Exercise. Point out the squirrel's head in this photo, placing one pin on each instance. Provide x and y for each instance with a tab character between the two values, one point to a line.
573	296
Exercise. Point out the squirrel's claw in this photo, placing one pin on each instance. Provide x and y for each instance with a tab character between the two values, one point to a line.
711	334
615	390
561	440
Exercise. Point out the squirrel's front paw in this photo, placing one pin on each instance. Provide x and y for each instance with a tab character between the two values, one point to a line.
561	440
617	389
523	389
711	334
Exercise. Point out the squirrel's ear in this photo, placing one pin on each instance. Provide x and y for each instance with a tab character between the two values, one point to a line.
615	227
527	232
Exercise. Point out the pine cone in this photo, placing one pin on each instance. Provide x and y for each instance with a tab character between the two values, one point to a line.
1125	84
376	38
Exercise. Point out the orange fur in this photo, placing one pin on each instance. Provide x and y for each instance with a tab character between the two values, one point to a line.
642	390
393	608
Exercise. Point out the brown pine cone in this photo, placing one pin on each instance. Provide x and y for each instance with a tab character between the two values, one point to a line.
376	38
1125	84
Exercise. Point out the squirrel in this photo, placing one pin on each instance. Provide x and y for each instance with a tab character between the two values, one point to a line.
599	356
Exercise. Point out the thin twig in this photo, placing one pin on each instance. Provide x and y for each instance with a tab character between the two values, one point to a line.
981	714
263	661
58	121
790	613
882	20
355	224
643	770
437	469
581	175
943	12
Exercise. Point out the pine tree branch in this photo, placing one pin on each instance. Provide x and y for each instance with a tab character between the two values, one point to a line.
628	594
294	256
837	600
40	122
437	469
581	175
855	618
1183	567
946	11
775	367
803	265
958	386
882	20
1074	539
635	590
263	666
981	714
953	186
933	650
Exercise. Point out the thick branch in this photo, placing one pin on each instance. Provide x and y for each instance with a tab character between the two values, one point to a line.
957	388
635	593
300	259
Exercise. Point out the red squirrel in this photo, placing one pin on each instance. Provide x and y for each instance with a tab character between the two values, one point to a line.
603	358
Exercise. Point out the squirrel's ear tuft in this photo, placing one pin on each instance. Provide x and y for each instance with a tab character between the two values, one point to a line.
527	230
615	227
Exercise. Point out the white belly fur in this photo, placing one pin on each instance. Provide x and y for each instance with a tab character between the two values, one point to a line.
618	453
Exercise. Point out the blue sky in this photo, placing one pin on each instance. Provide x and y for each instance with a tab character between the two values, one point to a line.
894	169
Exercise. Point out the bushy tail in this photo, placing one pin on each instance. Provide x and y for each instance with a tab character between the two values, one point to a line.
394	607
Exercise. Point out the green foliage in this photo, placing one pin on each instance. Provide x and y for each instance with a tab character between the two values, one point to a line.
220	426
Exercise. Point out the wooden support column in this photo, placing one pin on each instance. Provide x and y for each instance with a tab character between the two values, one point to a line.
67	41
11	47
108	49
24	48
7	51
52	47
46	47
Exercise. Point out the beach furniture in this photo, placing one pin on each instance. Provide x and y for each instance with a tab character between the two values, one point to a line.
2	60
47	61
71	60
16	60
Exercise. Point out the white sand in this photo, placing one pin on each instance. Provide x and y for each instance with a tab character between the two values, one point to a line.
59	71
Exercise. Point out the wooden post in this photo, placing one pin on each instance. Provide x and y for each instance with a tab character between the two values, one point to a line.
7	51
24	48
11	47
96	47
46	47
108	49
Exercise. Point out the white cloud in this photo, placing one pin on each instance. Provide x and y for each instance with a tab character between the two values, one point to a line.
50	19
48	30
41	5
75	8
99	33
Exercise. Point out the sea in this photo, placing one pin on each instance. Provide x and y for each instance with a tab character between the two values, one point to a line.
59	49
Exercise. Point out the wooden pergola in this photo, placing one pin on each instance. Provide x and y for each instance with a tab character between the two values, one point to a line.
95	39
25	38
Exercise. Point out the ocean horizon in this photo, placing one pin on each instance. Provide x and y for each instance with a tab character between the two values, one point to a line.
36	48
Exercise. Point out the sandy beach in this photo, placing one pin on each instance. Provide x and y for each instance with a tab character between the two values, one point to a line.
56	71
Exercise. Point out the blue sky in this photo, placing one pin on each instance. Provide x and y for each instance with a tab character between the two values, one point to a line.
★ ★ ★
The entries above must each be repeated exactly.

Exercise. Point out the squirrel's head in this photo, placing one pin on each instance. Provide x and y for each instance with a tab character between the two values, one point to a line.
573	296
Exercise. Point out the squirrel's claw in this photo, placing one pin on each instance. Provide x and y for each instance with a tab character between the two values, one point to a line.
711	334
615	390
561	440
Exercise. Point out the squirrel's front paw in this photo, placing one pin on each instance. Provide x and y for each instance with a tab character between the two values, one point to a line.
561	440
617	389
523	389
711	334
Exercise. Point out the squirrel's ear in this photo, placing one pin on each instance. Provide x and y for each instance with a tab character between the two values, one point to a line.
615	227
527	232
Exercise. Point out the pine cone in this photo, placing one pin on each instance. Provide x and y for each instance with a tab character between the two values, one point to a line.
1125	84
376	38
Exercise. Point out the orange fur in this photo, placing one pin on each instance. Provide x and y for each instance with a tab character between the two values, one point to a line.
642	390
393	608
Exercise. Point out the brown pine cone in this photo, placing one pin on each instance. Provide x and y for each instance with a tab character between the two values, one point to a line.
376	38
1125	84
Exercise. Point out the squirrel in this photo, placing one pin on each instance. Provide x and y for each instance with a tab character between the two values, one point to a line.
599	356
Exercise. Point out the thin twig in this photo, placing one pin on each instance. Provide x and y for each instance with a tab character between the two values, one point to a line.
981	714
263	661
58	121
790	613
882	20
355	224
643	770
437	469
581	175
943	12
Exercise. Point out the pine tree branch in this photo, placing one pin on each instance. Provide x and y for each instance with a tab character between the two values, one point to a line.
628	594
294	256
837	600
40	122
437	469
581	175
855	618
1183	567
946	11
775	367
803	265
958	386
882	20
1074	539
635	590
263	666
981	714
953	186
933	650
Exercise. Point out the thick branch in this photo, placing one pin on each instance. Provide x and y for each instance with a tab character between the two values, one point to a line.
957	388
635	593
300	259
Exercise. Point out the red squirrel in this photo, placing one pin on each instance. Provide x and y for each instance with a tab character between the two values, one point to a line.
603	358
Exercise. Point out the squirrel's ear tuft in this photo, placing one pin on each instance. Provide x and y for each instance with a tab character between the two values, one point to a line.
527	230
615	227
Exercise. Point out the white belly fur in this photo, placing one pin on each instance. Provide x and y for each instance with a tab character between the two values, one point to a line.
618	453
Exercise. Point out the blue sky in this photo, placing one pin on each instance. Provide x and y for each instance with a tab character between the two values, one point to a line.
894	169
Exercise. Point out the bushy tail in this photo, placing one pin on each instance. Provide x and y for each instance with a tab character between the two values, one point to a line.
394	607
Exercise. Point out the green foliage in this photo, placing one pin on each instance. Provide x and y for each instance with a tab character between the two values, one point to a line.
220	426
Exercise. Point out the wooden support column in this photo, placing one pin on each instance. Provide x and y for each instance with a tab character between the two values, one point to a line.
67	41
11	47
108	49
24	48
7	51
52	47
46	47
Exercise. Point out the beach furniture in this photo, placing one pin on each instance. Provide x and y for each instance with a tab character between the two values, one point to a line.
2	60
47	61
71	60
16	60
Exercise. Point out the white sand in this photo, placing one pin on each instance. Provide x and y for each instance with a tab character between the two values, one point to a line.
59	71
Exercise. Point out the wooden post in this photo, placing one pin on each instance. Provide x and y for each instance with a tab character between the two values, one point to a line.
7	51
24	48
11	47
96	47
46	47
108	49
Exercise. Point out the white cloud in this photo, placing one pin on each instance. Provide x and y for each instance with a tab character between the two values, one point to a line.
50	19
48	30
41	5
75	8
99	33
Exercise. Point out the sea in this photo, placing one pin on each instance. Provide x and y for each instance with a tab character between the two values, one point to a line.
59	49
Exercise. Point out the wooden pergola in this photo, placing one pin on each instance. Provide x and y for each instance with a tab character between the two values, one point to a line.
95	39
25	38
Exercise. Point out the ocean horizon in this photo, placing one pin on each instance. Provide x and y for each instance with a tab character between the two values, one point to a line.
36	48
Exercise. Point out the sandy beach in this photo, placing one pin on each instance. Provide x and y for each instance with a tab character between the two values, one point to a line.
56	71
Exercise. Point out the blue sky in this photo, placing one pin on each instance. Provide x and y for each instance with a tab character between the two values, one point to a line.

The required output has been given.